> **Explore the material**:
**a.** In the article on the DNA modification system, update everything from "In humans and" down to "in a eukaryote.", putting "the rotifers" in place of "bdelloid rotifers".
**b.** Turn the paragraph of the DNA modification article that begins "Epigenetic marks are modifications" into a short bulleted list that keeps its main facts.

> **Extracted text**:
--*--

New DNA modification system discovered in animals, captured from bacteria more than 60 MYA
Epigenetic marks are modifications to DNA bases that don’t change the underlying genetic code, but “write” extra information on top of it that can be inherited along with your genome. Epigenetic marks usually regulate gene expression — turn genes on or off — particularly during early development or when your body is under stress. They can also suppress “jumping genes” — transposable elements that threaten the integrity of your genome.
In humans and other eukaryotes, two principal epigenetic marks are known. A team from the Marine Biological Laboratory (MBL) has discovered a third, novel epigenetic mark — one formerly known only in bacteria — in bdelloid rotifers, small freshwater animals. This fundamental and surprising discovery is reported this week in Nature Communications.
“We discovered back in 2008 that bdelloid rotifers are very good at capturing foreign genes,” said senior author Irina Arkhipova, senior scientist in the MBL’s Josephine Bay Paul Center. “What we’ve found here is that rotifers, about 60 million years ago, accidentally captured a bacterial gene that allowed them to introduce a new epigenetic mark that was not there before.” This is the first time that a horizontally transferred gene has been shown to reshape the gene regulatory system in a eukaryote.
“This is very unusual and has not been previously reported,” Arkhipova said. “Horizontally transferred genes are thought to preferentially be operational genes, not regulatory genes. It is hard to imagine how a single, horizontally transferred gene would form a new regulatory system, because the existing regulatory systems are already very complicated.”
“It’s almost unbelievable,” said co-first author Irina Yushenova, a research scientist in Arkhipova’s lab. “Just try to picture, somewhere back in time, a piece of bacterial DNA happened to be fused to a piece of eukaryotic DNA. Both of them became joined in the rotifer’s genome and they formed a functional enzyme. That’s not so easy to do, even in the lab, and it happened naturally. And then this composite enzyme created this amazing regulatory system, and bdelloid rotifers were able to start using it to control all these jumping transposons. It’s like magic.”

--*--

> **Available data**:

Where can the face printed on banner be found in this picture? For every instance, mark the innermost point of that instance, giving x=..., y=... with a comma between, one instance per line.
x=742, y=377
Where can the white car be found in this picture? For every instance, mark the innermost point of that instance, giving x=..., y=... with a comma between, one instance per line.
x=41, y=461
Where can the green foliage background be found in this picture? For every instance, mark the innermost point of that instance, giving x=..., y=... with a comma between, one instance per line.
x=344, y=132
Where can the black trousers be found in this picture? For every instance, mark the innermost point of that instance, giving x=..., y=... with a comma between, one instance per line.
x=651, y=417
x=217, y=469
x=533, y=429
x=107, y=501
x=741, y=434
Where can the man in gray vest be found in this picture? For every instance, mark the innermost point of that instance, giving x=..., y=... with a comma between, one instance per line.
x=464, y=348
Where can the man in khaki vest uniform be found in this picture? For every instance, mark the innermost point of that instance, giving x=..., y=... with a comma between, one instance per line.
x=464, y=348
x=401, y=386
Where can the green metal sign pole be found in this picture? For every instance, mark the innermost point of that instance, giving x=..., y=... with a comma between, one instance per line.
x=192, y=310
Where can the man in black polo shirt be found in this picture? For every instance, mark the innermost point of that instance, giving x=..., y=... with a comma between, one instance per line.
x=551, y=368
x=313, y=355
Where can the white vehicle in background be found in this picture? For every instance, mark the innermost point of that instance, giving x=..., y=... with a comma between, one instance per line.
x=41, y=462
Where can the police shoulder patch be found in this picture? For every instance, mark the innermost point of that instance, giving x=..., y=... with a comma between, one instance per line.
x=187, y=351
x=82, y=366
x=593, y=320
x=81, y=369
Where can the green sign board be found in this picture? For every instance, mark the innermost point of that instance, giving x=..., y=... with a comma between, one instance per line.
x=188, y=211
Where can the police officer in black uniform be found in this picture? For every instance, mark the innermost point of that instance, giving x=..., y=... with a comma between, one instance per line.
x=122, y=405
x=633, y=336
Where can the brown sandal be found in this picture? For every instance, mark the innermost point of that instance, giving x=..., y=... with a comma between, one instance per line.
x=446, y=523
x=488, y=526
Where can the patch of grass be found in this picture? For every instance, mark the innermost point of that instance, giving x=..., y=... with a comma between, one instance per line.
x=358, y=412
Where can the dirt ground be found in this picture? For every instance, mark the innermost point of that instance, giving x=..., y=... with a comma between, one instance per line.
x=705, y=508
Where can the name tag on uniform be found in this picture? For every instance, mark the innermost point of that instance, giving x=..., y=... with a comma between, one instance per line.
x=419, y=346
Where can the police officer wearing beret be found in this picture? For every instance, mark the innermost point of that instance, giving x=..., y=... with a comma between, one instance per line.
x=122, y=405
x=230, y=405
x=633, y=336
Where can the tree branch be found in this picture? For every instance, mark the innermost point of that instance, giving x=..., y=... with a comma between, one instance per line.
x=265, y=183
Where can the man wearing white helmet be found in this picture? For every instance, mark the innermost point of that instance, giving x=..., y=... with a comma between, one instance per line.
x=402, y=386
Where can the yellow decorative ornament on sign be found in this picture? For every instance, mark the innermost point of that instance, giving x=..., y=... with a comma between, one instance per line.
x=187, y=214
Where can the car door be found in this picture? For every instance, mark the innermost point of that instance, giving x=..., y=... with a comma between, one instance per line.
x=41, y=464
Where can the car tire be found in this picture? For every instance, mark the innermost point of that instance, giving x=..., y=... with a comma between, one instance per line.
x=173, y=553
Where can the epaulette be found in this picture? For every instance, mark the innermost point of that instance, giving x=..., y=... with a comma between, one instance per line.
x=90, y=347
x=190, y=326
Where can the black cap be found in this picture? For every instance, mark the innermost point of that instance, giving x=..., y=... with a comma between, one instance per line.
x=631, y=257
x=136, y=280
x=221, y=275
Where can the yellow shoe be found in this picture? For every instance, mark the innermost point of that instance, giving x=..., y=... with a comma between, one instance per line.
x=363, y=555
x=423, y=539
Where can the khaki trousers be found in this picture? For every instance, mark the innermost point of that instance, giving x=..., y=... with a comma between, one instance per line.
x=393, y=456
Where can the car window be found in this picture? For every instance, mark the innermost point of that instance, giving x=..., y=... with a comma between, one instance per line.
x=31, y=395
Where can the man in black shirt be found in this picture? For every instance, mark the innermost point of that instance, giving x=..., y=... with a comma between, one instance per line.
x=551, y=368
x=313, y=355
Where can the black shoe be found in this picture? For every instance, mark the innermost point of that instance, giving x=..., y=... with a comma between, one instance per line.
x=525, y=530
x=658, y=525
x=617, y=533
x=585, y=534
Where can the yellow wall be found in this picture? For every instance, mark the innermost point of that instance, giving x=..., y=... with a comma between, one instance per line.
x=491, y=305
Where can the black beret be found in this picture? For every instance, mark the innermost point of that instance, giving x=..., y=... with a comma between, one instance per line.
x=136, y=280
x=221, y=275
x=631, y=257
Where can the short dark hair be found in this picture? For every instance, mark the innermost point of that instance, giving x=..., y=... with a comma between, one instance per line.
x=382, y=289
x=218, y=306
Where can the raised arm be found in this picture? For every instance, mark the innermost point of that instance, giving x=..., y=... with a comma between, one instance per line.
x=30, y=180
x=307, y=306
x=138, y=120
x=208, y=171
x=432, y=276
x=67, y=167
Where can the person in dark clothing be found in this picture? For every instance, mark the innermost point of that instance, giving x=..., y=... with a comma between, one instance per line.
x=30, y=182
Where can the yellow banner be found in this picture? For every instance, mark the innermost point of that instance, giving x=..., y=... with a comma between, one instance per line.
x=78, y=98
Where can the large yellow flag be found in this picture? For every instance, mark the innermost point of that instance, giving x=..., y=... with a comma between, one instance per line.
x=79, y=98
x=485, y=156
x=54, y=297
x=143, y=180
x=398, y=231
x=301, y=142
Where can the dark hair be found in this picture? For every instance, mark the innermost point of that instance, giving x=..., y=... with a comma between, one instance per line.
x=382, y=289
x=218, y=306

--*--

> **Answers for the exercise**:
**a.**
In humans and other eukaryotes, two principal epigenetic marks are known. A team from the Marine Biological Laboratory (MBL) has discovered a third, novel epigenetic mark — one formerly known only in bacteria — in the rotifers, small freshwater animals. This fundamental and surprising discovery is reported this week in Nature Communications.
“We discovered back in 2008 that the rotifers are very good at capturing foreign genes,” said senior author Irina Arkhipova, senior scientist in the MBL’s Josephine Bay Paul Center. “What we’ve found here is that rotifers, about 60 million years ago, accidentally captured a bacterial gene that allowed them to introduce a new epigenetic mark that was not there before.” This is the first time that a horizontally transferred gene has been shown to reshape the gene regulatory system in a eukaryote.

**b.**
- Epigenetic marks modify DNA bases without changing the underlying genetic code. They add extra information on top of it that can be inherited with the genome.
- They usually regulate gene expression, turning genes on or off. This happens especially during early development or under stress.
- They can also suppress "jumping genes," transposable elements that threaten the genome's integrity.